◆ **EXERCISE**
Please answer these questions from the betting law excerpt below:
1. What value does the Lodha Committee Report give for the worldwide legal sports betting market?
2. In what year was the Professional and Amateur Sports Protection Act passed?
3. According to the argument in the excerpt, what does criminalising betting do to the activity?

◆ **DOCUMENT EXCERPT**
---

There has been an increasing support for the other side of the debate that argues for recognition of betting as a legal activity. It is argued that criminalising betting does not prevent its happening; it merely drives the activity underground where it continues to thrive. Add to it the substantial revenues that government would be able to obtain therefrom. In fact, the Report of the Supreme Court Committee on Reforms in Cricket, also called the Lodha Committee Report, submitted that given the worldwide legal sports betting market which is worth over $400 billion, it will be in the best interest of the economy if betting is given legal recognition.

POSITION IN THE USA AND THE UK: GROWING ACCEPTANCE OF THE UK-BASED MODEL

In the USA, federal law has taken a tough stand against betting and gambling. The 1992 Professional and Amateur Sports Protection Act (PASPA) makes it unlawful for a person to sponsor, operate, advertise, or promote betting, gambling, or wagering scheme based, directly or indirectly, on one or more competitive games in which amateur or professional athletes participate. The provision prima facie makes no distinction between betting and gambling, and it is, therefore, irrelevant for the purpose of establishing an offence under this provision whether the activity in question involves skill or not.

---

◆ **PROVIDED MATERIAL**
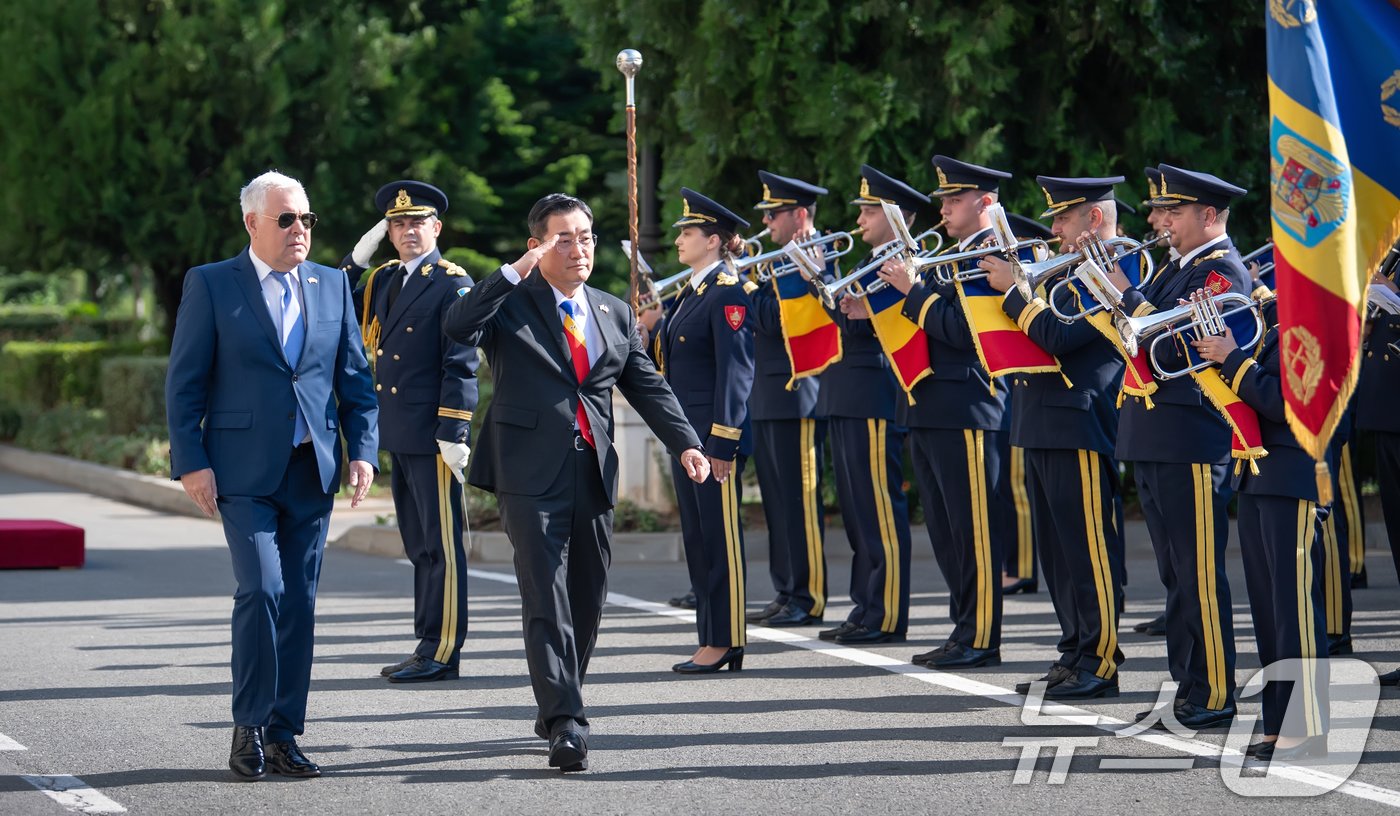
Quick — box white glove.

---

◆ **RESULT**
1. Over $400 billion.
2. 1992.
3. It drives the activity underground, where it continues to thrive.